— begin EXTRACT TO READ —

Retired businessman John Walker won equal pension benefits for his husband in a ruling by the UK's highest court.

He challenged an exemption in the Equality Act that allows employers to exclude same sex civil partners and spouses from benefits paid into a pension fund from before the Civil Partnership Act came into force in 2005.

The exemption will no longer apply and any companies taking advantage of it will be breaking the law.

David Brooks, Technical Director at Broadstone, said: "A great cheer should go up in the world on pensions today – the long-awaited ruling means that any schemes paying statutory minimum will now have to pay out the same benefits for all spouses and we no longer have to differentiate between the sexuality of beneficiaries."

The ruling may have implications across the sector, possibly seeing an increase in funding levels of both private and public sector schemes.

"The Government discussed this several times and it will be interesting to see if its reaction results in the predicted domino effect onto other pension inequalities, for instance around survivor benefits where GMP is involved," added Brooks.

The Department for Work and Pensions (DWP) opposed the case, alongside Walker's employer, chemicals company Innospec.

DWP argued that the cost implications for requiring all pension schemes to equalise entitlements retrospectively, could be £100million for private sector schemes and a further £20million for public sector schemes.

Former pensions minister Sir Steve Webb said the costs could indeed escalate: "Pension schemes will have to respond to this judgment, but new groups will come forward and say: 'I'm being treated unfairly... we want the same rights as well' - the difference between widows and widowers - for example."

The Supreme Court ruling was unanimous.

— end EXTRACT TO READ —

- TASK DIRECTIONS: In the article on the pension ruling, explain why Sir Steve Webb said the costs could escalate. Answer in one to three sentences.

— begin GIVEN MATERIAL —

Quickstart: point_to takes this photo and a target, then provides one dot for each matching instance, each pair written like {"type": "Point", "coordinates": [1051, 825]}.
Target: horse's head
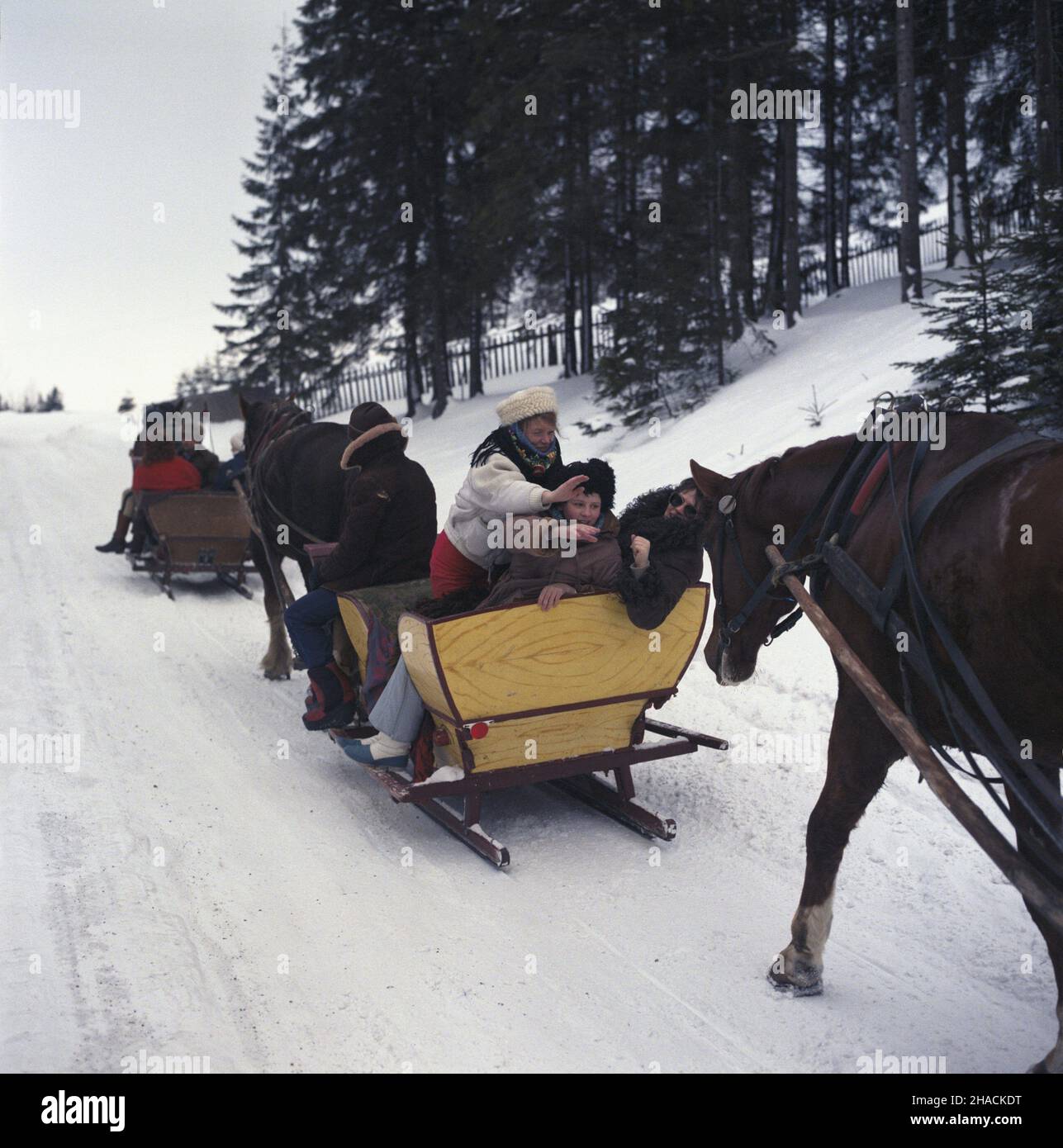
{"type": "Point", "coordinates": [738, 533]}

— end GIVEN MATERIAL —

- SOLUTION TO THE EXERCISE: Sir Steve Webb said pension schemes will have to respond to the judgment, but new groups will then come forward, claim they are being treated unfairly and seek the same rights. He gave the difference between widows and widowers as an example.